* _Extracted text_

__________

The Power of Pizza
Yesterday, I was in the single worst place an addict can be- alone. Not just alone though but alone with money. I’m not writing this to brag, but I have very little debt and I’ve worked my ass off to get great credit, so I have a ton of “available” credit- as in credit cards…and that isn’t always a good thing.
When your addicted to something, it’s always eating away at your brain and when you get into a spot where you can basically do whatever you want- without anyone else ever knowing- that is when you lose control.
The thought of being able to walk into a grocery store and literally buy ANY food I want- as much of it as I want OR go to any restaurant and just order all I want- is honestly devastating because that “high” is what I’ve lived on my entire life.
When you lose control- you don’t give a shit who knows what you do- you just do it and go down that spiral but when you’re in a spot of fighting you suddenly care- you don’t want to look like a failure, and you don’t want “the world” to know that you can’t control your addiction.
This is where you start hiding it…you start eating (or whatever your addicted to) alone in your car and you start looking for ways to be alone so you can indulge and you know it’s a fucked-up situation but at the same time, you almost feel like it didn’t happen because no one else saw it.
So- back to yesterday- I worked in the office and was headed home and I had basically set there all day thinking about all the bad food I could have and, since my wife and son wouldn’t be home until 6pm or later, I would have 3 hours of “alone” time, with a pocket full of credit cards and I’d be passing all the fast food places anyways- so I would be just saying FUCK IT and having an hour of pure bliss- while just ignoring the fact that I’d crash afterwards and feel miserable- literally. My body would hurt, I would be super tired and I would emotionally be defeated.
But then something happened…I took control and started thinking of the food we had at home- the lower carb food- what could I get stuck in my head- what could I change the craving over too?
I had been wanting to try to make little pizzas on my low carb mini tortillas and I was able to take control of the situation and go straight home- passing all the “dealers” on the way there and made me a couple mini pizzas…and OMG…. they tasted just like Pizza Hut thin crust, and they were amazing! 300 calories and 8 net carbs for all of it.

__________

* _Data below_
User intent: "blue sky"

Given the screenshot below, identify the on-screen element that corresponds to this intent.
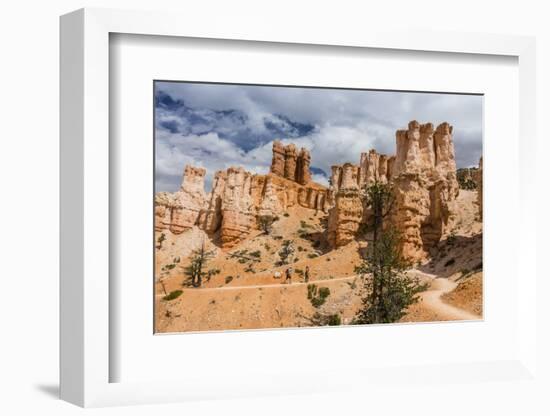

__________

* _Exercise requirements_
#1 Translate into German this sentence from the post about food addiction: "Yesterday, I was in the single worst place an addict can be- alone."
#2 Carry the post about food addiction and the homemade mini pizzas forward from its last sentence.

* _Results in order_
#1 Gestern war ich am allerschlimmsten Ort, an dem ein Süchtiger sein kann – allein.

#2
With that said- I did have birthday cake and ice cream- not like I wasn’t going to have it for my son’s 16th birthday BUT, I could have had so much more terrible food and I didn’t. That is controlling the addiction- enjoying special occasions while fighting through the mindless, everyday indulging.
On top of taking control of the situation- I didn’t let it creep in that since I was eating birthday cake and ice cream anyways, I should just eat shitty the entire day- which I always do.
In my head- a day is 24 hours and if I eat ONE bad meal, I might as well eat bad for the entire 24 hours….as if it’s all or nothing. It’s a weird thought process because it’s pure ignorance. Eating one bad meal is much easier to recover from than an entire day of bad meals…thinking “well, I had 100g of carbs today…might as well add another 300g of carbs” doesn’t even make sense and THAT is the difference in being chubby and morbidly obese. When you’re addicted- you ignore all logic and force yourself to think however you need to think in order to justify giving in to your addiction.
That is the difference of a thin person saying, “OMG I love chocolate” and a morbidly obese person buying $30 worth of fast food and eating it in their car while hiding it from the people around them.
We are not the same.
All that to say this- mini low carb pizzas are amazing!!!! I used La Banderita Street Tacos with some pizza sauce, mozzarella cheese, pepperonis, and green olives. Low calorie, low net carbs, high fat, and high protein.
It’s almost perfect, I can have several of them and they taste like having REAL pizza- I took control of this bullshit and finally got rewarded for it.